TASK DESCRIPTION: Copy out every line in the entries below that contains the word "target".

** Begin RECORDS FOR PROCESSING **

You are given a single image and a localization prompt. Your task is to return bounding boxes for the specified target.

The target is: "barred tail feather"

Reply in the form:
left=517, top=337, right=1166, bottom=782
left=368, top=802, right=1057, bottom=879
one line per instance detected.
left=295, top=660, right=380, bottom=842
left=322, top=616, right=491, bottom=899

** End RECORDS FOR PROCESSING **
** Begin RECORDS FOR PROCESSING **

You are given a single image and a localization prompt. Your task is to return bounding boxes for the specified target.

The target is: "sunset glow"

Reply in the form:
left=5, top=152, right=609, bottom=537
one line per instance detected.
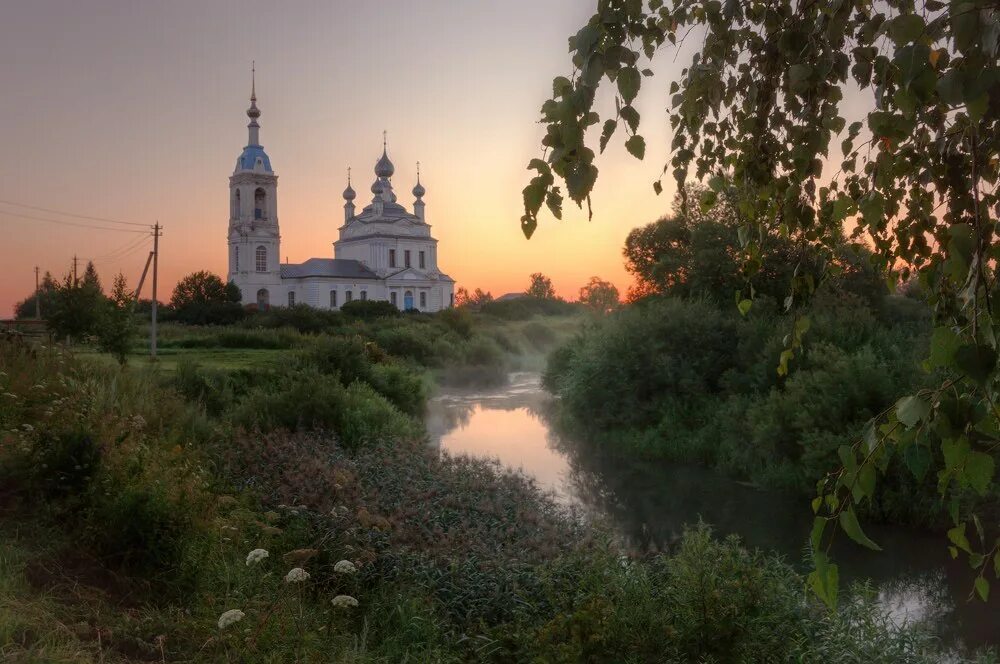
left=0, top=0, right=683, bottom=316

** End RECORDS FOR PROCESSING **

REPLY TO THE TASK:
You are given a single image and a localization prompt. Your task is to return bounding boxes for the specified target.
The target is: "barred tail feather"
You are given a single image and a localization prompt. Your task is to return bounding boxes for the specified target.
The target is: "sunset glow"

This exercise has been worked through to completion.